PROVIDED INFORMATION>
########
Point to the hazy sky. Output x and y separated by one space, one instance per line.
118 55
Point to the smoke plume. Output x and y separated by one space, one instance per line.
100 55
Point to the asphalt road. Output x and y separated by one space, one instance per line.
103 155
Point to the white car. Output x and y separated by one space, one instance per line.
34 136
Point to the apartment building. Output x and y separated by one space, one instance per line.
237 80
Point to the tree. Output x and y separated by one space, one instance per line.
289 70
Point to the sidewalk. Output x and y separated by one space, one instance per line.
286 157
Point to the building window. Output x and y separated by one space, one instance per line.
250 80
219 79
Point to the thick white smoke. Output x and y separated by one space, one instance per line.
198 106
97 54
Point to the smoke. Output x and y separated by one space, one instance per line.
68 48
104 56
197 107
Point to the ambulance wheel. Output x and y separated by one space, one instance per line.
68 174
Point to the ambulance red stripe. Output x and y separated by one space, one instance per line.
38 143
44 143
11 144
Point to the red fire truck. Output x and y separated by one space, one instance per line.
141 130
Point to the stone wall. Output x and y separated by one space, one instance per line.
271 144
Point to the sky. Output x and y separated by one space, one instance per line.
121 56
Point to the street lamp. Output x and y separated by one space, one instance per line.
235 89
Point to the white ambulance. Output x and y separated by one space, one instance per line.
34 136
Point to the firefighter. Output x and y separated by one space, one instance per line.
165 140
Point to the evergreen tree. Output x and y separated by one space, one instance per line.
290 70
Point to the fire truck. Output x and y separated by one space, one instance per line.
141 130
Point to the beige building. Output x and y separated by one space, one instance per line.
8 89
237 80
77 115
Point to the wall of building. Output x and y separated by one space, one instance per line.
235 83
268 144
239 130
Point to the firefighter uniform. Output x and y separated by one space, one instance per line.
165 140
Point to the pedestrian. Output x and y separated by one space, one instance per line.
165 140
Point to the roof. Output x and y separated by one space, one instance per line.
########
Return precisely the lines of the records, starting with the line that holds "Point to the street" and ending with the last one.

PROBLEM SOLUTION>
Point to the street lamp. Output x and y separated by one space, one instance per line.
235 89
Point to the white ambulance. Output x and y separated by one space, one instance per line.
34 136
Point to the firefighter. Output x and y separated by one space, one instance per line.
165 140
Point to the evergreen tree. Output x and y separated by one space, one instance per line.
290 70
Point to the fire truck. Output x and y separated by one space, one instance per line.
141 130
Point to the beige building. Output x and y separated by one space, one instance per line.
8 89
237 80
77 115
Point to the wall of building. Output x and y separated by one space, one instance per line.
235 83
268 144
239 130
Point to the firefighter uniform. Output x and y separated by one space, one instance per line.
165 140
Point to the pedestrian. Output x and y separated by one space, one instance per line.
165 140
Point to the roof. Output x and y separated by one space, one instance per line.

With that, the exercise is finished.